Marlui Miranda desbrava sons de 11 tribos
A cantora amazonense Marlui Miranda realiza em CD e livro o primeiro mapeamento da música de índios brasileiros
A cantora e compositora amazonense Marlui Miranda lança em show a partir de terça, no Sesc Pompéia, o resultado de 17 anos de pesquisa e risco por 50 nações indígenas da Amazônia.
Um livro e um CD, intitulados "Ihu" (palavra que significa "todos os sons" na língua dos camaiurás), apresentam o mais completo mapeamento já realizado da música dos índios amazônicos.
"O CD promove uma transferência cultural", afirma Marlui. "Pela primeira vez, a arte sonora do índio pode ser executada quase que literalmente por músicos urbanos ocidentais."
Nem um índio participou das sessões, a não ser como amostra gravada. Esta foi transcrita em partitura por Marlui segundo a notação clássica. As gravações aconteceram de novembro de 1993 a março deste ano em São Paulo, Belo Horizonte e Oslo (Noruega).
O CD traz, além da cantora, as vozes de Gilberto Gil, Grupo Beijo e membros do Coralusp. Entre os instrumentistas que aceitaram o desafio de interpretar estilos os mais diferenciados figuram o trio mineiro Uakti, o pianista norueguês Bugge Wesseltoff e o baixista paulistano Rodolfo Stroeter, também produtor do disco.

■ Dados fornecidos:
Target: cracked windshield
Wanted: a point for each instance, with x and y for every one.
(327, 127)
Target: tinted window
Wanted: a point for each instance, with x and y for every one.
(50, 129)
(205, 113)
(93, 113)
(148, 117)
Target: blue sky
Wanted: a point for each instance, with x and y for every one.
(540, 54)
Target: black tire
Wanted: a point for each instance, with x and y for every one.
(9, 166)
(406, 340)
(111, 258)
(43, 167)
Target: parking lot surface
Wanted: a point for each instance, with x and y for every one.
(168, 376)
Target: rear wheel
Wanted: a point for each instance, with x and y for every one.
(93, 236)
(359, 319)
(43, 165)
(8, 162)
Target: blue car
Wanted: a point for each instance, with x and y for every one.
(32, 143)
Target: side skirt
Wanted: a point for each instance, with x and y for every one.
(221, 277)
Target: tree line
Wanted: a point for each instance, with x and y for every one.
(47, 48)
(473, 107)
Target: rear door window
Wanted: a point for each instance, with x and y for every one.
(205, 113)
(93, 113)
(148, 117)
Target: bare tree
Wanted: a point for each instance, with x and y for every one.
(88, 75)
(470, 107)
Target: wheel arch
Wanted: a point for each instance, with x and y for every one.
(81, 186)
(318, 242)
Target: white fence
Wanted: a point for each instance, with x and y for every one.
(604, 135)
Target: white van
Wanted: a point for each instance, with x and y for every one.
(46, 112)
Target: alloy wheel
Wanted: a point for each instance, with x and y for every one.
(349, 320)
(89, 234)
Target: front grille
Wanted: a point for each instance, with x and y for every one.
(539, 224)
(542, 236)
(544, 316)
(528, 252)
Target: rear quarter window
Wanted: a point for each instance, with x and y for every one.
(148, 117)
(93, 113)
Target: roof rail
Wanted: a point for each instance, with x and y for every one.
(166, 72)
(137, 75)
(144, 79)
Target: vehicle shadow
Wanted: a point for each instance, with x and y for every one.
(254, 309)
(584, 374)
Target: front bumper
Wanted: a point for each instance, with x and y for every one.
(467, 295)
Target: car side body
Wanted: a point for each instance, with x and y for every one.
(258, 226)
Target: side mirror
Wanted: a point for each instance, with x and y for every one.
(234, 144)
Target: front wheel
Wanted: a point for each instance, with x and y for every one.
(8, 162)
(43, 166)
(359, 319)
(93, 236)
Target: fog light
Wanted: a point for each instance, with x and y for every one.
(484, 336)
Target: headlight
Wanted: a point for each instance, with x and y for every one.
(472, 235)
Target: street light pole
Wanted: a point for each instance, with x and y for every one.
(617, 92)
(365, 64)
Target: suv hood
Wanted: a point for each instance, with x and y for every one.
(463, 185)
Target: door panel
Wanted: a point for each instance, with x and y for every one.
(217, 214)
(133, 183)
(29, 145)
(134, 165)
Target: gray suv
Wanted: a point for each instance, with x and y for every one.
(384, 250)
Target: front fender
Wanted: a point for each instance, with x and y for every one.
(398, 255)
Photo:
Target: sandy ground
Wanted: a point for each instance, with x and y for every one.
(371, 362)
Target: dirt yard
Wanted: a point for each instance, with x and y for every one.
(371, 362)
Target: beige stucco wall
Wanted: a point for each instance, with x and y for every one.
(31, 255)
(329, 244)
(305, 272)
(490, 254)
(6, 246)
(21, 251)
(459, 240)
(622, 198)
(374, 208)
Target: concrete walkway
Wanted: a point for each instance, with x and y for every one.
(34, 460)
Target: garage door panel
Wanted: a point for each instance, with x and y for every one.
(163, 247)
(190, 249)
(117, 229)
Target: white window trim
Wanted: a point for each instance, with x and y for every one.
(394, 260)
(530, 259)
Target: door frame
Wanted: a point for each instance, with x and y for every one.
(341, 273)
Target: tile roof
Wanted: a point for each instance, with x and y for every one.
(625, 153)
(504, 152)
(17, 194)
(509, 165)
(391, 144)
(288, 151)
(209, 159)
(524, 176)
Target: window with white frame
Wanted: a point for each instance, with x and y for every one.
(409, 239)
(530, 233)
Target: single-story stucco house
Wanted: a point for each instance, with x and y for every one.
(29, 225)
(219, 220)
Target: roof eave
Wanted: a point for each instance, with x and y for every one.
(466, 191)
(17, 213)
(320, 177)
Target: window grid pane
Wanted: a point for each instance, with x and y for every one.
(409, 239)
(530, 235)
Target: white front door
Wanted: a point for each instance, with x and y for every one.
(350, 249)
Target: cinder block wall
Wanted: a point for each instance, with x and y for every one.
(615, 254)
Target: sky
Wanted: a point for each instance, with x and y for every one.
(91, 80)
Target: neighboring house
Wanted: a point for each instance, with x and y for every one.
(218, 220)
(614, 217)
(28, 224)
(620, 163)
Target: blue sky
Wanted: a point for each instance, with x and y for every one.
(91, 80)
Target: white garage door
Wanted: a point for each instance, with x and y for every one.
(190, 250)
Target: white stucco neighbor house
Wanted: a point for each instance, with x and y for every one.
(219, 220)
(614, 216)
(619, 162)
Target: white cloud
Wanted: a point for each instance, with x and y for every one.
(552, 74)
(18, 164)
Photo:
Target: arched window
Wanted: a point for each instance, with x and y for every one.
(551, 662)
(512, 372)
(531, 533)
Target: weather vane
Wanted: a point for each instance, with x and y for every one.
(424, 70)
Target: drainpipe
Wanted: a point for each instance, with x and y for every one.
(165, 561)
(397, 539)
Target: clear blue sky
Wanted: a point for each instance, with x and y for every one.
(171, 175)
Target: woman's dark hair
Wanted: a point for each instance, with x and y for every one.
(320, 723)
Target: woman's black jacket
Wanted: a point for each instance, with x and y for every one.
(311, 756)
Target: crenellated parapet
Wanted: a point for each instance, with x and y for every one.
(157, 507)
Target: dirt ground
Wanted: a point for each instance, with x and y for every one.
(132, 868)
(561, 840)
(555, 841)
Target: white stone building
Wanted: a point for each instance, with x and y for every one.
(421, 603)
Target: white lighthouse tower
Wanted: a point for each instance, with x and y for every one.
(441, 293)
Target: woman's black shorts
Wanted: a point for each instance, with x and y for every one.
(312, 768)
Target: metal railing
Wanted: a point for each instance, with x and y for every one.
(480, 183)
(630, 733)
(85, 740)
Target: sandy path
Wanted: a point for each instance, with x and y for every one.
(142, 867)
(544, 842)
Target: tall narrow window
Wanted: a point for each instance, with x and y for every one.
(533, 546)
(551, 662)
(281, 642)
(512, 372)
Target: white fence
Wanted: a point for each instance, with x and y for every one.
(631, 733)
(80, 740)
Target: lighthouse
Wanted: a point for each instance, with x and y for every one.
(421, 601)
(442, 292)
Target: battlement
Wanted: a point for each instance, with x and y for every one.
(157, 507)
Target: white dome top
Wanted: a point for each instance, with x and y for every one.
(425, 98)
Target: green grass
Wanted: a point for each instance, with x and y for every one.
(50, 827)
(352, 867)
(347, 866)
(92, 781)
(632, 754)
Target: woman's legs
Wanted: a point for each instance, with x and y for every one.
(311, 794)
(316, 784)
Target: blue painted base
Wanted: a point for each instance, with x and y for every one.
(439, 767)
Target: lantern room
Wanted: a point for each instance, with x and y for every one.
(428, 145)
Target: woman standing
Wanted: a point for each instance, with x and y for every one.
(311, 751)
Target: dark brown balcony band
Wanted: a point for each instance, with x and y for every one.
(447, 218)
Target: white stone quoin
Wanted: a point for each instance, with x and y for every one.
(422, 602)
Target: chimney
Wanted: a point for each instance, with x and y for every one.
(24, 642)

■ Tarefas a cumprir:
A. Diga quantas linhas das entradas contêm a palavra "wall", levando em conta a diferença entre maiúsculas e minúsculas. Responda somente com o número.
B. Prossiga com a reportagem sobre Marlui Miranda a partir da última frase apresentada.

■ Respostas por tarefa:
A. 2

B.
Stroeter fundou em março em São Paulo o selo Pau Brasil. O primeiro título é "Ihu". A venda da tiragem de 2.000 CDs cobre o custo da produção, de R$ 30 mil.
O livro deve ser publicado até o fim do mês pela editora Terra. Traz em 240 páginas as partituras das 16 músicas tais como figuram no CD, com inclusão de arranjos.
"Existe o preconceito de que os índios praticam uma música caótica e sem riqueza", explica a autora. "Queremos mostrar que, além de fecunda, ela deve ser considerada essencial à cultura brasileira."
Para atingir o alvo, Marlui viajou 15 mil quilômetros em duas expedições por aldeias longínquas e recolheu cem horas de gravação.
Bancou parte do dinheiro. Em 1986, ganhou uma bolsa da Fundação Guggenheim de Nova York. Em 1990, a Fundação Vitae lhe deu outra. Calcula ter recebido cerca de US$ 200 mil desde 1986.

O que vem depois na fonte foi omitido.